HEADS UP AVIAN INFLUENZA ALERT

Does anyone have advice on taking preventative measures against this?


Keep your water sanitized and birds in peak condition would be about all we can do, other than locking them up tight which is impractical for most of us. Happy, stress free birds are healthy birds. Hopefully. Keep visitors off the farm and keep an extra pair of shoes in the car to change into when going out anywhere? Hope you don't get visited by waterfowl? I have concerns because a turkey farm is down the road and neighbor fertilizes his fields every year with turkey litter, twice a year. Idk, it was never my intention to keep birds penned up when I started my chicken venture, so I'm not set up to do so. I will do what I can to keep birds away from the feeders and keep the water sanitized, but beyond that it's :fl
 
My question is their milling operations. They may get their grain from the same source most milling operations do, but what else are they adding into their special mix? Because large scale poultry operations do have their own milling operations. Backyard flocks do not get the same grain commercial poultry farms do. One of the recent articles I read even said they were going to conduct tests on their feed, so, they know thats a possibility.
 
I still think it's the feed. Surely they disinfect the water. These commercial operations have very high bio security measures yet they are the ones getting hit the most.
How are the backyard flocks around these infected commercial flocks faring? If it was indeed airborne, would they also not be hit?
I wonder exactly how many birds are found infected in these operations. I know if they even find one, the whole operation is culled, so numbers can be deceiving. Their concern is rapid transmission because of the density of birds in such operations and more concerning how quickly something can mutate when there are such large numbers involved. The risk of mutation is low in sparsely populated backyard flocks although spread very likely is just as easy.
My other concern is what is being done with infected carcasses? Are they being processed into the food chain? Pet foods? More concerning is what is happening to the litter in these operations? By products, from what I have read, includes chicken litter. My dog seems to love chicken poop, ugh. More worrying is farmers use chicken and turkey litter to spread on fields to fertilize ground. That is definitely a method of spread right there. What is happening to the litter? Because that is a bunch of poop to dispose of.

Why is it believed that commercial poultry farms have higher biosecurity than smaller chicken keepers... I'd think it would be the other way around. Surely it's easier for me with 13 chickens to keep a better/safer biosecure environment, right?
 
Although the article is from 2006, that does not make it irrelevant. Highly pathogenic bird flu strains started in Asia well over ten years ago. Poultry industries have exploded there in the last couple of decades. Density and genetics surely play a role in mutations.

Saved entries:
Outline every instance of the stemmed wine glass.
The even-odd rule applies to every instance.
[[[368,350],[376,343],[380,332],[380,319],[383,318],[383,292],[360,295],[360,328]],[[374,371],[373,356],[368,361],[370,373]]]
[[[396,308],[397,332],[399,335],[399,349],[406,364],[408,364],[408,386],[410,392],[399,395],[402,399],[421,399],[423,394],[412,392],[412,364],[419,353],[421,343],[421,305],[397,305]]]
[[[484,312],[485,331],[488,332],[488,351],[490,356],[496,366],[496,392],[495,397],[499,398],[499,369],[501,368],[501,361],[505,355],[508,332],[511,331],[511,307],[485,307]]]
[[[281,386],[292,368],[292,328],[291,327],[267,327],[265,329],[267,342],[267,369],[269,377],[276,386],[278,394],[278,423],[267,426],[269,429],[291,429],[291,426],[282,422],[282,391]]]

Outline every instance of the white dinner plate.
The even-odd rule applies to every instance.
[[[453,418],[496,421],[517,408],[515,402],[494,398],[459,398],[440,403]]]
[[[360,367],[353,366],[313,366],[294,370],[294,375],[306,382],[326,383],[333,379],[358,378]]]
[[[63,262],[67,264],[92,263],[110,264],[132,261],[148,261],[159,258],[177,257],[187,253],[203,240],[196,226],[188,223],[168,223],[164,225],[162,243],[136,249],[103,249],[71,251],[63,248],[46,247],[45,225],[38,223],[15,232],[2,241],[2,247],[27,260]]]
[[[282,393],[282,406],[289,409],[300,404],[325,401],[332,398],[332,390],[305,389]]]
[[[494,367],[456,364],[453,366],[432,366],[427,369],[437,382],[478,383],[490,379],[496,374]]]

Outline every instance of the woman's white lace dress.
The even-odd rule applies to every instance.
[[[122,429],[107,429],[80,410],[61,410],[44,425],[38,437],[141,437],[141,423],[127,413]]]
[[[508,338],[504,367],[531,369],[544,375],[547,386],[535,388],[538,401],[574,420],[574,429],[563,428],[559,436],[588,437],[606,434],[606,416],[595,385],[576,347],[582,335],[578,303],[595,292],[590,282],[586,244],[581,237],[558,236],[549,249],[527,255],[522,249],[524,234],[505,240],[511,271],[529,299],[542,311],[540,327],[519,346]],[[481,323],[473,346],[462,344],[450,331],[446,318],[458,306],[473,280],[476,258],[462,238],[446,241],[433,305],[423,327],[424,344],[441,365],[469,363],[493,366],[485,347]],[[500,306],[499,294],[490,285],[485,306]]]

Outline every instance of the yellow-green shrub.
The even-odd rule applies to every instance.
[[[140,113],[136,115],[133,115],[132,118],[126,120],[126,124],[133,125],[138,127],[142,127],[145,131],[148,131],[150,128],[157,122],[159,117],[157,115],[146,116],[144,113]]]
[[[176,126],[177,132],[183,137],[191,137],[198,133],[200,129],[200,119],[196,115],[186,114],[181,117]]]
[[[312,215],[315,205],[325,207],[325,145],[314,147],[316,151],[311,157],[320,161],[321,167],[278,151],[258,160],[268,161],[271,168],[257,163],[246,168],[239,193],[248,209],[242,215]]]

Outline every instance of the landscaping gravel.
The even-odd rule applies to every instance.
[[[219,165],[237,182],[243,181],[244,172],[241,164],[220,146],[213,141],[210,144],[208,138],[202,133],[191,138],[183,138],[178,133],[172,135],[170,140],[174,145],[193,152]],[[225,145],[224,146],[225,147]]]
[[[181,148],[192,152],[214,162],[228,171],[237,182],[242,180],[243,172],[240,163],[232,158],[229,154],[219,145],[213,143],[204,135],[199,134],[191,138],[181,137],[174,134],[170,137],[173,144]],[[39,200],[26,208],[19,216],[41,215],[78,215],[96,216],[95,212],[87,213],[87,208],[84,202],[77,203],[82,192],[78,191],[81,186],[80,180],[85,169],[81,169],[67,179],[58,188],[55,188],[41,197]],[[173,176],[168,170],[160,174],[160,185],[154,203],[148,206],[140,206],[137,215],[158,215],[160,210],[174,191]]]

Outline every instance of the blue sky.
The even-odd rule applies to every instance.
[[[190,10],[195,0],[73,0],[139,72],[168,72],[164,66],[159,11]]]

Task objective:
Check these three statements against the avian influenza discussion and mark each yes or no, quoting the deciding words. 1. One writer's neighbor spreads turkey litter on his fields twice a year. 2. Backyard flocks get the same grain as commercial poultry farms. 3. The risk of mutation is high in sparsely populated backyard flocks.

Solution to the exercise:
1. Yes: "neighbor fertilizes his fields every year with turkey litter, twice a year"
2. No: "Backyard flocks do not get the same grain commercial poultry farms do."
3. No: "The risk of mutation is low in sparsely populated backyard flocks"